Oleh: Sisilia Rosadi, Mahasiswa Politeknik Negeri Jakarta
Perkembangan teknologi dan perubahan pola konsumsi media menuntut dunia jurnalistik di Indonesia beradaptasi demi menjaga kredibilitas dan relevansi di era digital serta kecerdasan buatan (AI). Para praktisi dan akademisi menekankan pentingnya peran jurnalis sebagai verifikator sekaligus kurator informasi yang akurat di tengah derasnya arus algoritma dan tekanan ekonomi media.
Tantangan dan Peluang Jurnalistik
Pada Expo Day bertajuk Journey 2025 yang digelar Program Studi Jurnalistik Politeknik Negeri Jakarta, sejumlah pakar membahas transformasi media dari berbagai sisi.

Kumpulan Data:
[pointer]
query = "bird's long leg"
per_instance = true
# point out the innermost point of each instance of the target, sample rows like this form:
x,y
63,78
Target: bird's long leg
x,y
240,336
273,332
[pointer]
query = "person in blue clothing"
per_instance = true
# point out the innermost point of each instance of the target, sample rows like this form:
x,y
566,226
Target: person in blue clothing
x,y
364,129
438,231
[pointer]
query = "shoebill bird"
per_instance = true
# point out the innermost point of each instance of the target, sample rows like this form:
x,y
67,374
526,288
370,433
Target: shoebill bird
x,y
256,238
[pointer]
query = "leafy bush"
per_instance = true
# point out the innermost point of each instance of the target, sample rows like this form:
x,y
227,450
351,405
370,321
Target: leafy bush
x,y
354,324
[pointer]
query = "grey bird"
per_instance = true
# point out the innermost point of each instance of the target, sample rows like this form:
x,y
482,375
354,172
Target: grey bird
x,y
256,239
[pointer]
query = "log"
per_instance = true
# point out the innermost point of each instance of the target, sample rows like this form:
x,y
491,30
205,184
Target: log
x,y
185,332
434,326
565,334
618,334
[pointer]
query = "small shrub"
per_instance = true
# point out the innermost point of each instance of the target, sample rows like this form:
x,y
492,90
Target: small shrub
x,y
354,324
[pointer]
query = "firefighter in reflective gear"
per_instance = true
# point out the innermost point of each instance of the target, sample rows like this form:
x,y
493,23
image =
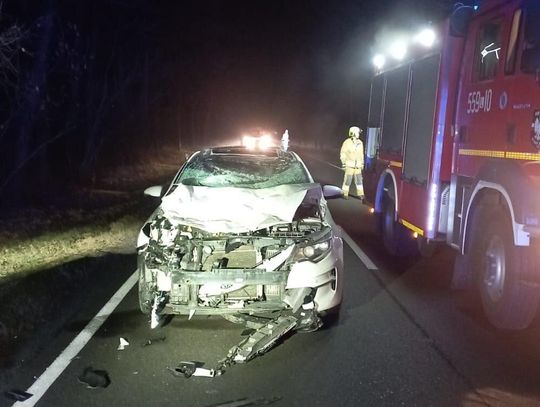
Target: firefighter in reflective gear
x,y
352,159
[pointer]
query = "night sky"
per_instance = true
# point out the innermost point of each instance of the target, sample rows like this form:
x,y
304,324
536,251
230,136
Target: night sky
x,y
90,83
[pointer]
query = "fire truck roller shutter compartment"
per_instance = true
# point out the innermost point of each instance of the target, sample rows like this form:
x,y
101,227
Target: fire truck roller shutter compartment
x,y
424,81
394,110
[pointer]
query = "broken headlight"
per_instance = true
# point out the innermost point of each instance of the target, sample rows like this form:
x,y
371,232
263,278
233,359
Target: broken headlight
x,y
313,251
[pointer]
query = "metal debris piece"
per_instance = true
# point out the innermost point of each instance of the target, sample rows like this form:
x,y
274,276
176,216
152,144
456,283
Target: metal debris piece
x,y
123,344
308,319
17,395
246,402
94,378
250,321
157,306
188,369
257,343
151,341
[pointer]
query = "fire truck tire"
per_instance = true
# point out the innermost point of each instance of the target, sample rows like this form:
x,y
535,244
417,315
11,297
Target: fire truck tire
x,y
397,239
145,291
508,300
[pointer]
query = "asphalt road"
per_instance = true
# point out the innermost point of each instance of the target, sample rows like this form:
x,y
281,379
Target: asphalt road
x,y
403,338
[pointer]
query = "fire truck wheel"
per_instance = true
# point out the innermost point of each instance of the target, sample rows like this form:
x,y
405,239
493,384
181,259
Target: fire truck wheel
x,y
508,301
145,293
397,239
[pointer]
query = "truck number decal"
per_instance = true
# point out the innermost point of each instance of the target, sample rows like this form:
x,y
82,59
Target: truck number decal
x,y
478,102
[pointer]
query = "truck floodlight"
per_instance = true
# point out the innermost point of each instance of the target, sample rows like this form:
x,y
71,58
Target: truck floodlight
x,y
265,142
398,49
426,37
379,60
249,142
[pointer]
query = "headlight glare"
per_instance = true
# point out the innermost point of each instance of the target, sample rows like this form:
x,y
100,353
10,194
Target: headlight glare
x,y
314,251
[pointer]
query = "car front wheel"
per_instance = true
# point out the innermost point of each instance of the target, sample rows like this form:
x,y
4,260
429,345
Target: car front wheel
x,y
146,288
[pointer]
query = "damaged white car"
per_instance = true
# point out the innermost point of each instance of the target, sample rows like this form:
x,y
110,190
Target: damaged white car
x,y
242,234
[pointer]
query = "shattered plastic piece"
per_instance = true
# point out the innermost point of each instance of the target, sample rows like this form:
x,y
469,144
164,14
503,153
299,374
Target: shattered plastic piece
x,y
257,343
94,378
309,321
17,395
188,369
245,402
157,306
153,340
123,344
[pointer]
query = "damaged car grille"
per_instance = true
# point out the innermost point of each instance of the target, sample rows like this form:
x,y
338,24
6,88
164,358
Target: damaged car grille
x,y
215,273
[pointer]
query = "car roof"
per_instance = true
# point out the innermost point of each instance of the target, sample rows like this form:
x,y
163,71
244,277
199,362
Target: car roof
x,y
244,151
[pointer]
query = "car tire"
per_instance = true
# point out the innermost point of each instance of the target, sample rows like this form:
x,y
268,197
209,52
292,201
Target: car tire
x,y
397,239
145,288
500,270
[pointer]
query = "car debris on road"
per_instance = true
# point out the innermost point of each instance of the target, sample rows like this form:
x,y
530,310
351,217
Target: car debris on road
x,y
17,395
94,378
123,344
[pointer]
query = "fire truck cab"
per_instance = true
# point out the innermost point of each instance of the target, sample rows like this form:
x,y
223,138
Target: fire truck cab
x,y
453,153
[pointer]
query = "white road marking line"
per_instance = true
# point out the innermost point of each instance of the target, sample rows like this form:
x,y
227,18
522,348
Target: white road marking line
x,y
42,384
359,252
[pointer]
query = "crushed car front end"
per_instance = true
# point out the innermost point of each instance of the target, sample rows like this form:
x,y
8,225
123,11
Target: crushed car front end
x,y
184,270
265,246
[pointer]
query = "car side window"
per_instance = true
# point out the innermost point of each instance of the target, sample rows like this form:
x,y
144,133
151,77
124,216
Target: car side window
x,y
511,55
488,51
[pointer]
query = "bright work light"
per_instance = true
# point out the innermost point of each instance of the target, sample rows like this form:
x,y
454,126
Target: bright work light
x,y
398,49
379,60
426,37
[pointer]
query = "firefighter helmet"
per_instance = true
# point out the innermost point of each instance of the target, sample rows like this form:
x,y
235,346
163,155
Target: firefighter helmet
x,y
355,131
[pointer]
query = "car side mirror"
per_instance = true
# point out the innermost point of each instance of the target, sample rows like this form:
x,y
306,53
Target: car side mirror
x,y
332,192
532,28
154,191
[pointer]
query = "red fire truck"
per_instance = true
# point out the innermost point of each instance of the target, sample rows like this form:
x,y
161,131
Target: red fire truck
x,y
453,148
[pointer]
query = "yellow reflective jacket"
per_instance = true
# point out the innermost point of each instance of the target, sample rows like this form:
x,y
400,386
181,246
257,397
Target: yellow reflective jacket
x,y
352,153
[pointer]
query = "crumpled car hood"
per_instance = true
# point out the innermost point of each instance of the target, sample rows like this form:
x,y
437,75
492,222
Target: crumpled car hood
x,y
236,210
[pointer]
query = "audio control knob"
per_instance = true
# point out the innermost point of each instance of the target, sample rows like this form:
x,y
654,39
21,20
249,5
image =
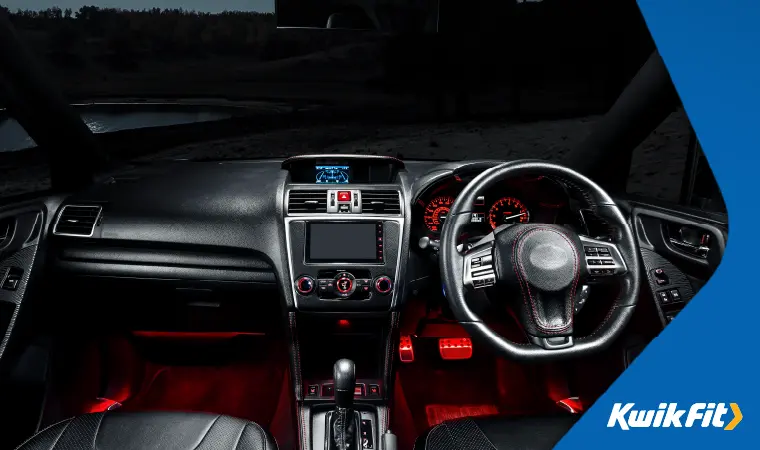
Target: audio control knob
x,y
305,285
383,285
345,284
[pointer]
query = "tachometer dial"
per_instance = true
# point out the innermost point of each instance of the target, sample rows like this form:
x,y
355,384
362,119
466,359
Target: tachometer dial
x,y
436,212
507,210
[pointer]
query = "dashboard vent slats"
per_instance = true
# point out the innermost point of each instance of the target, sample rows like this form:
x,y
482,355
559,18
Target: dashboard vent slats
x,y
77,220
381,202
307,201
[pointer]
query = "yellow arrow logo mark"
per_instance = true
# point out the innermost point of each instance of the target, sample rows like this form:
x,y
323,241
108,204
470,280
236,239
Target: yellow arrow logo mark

Deskripsi Tugas: Dalam teks tentang jurnalistik di era digital, acara apa yang digelar Program Studi Jurnalistik Politeknik Negeri Jakarta?

Kotak Jawaban: Expo Day bertajuk Journey 2025.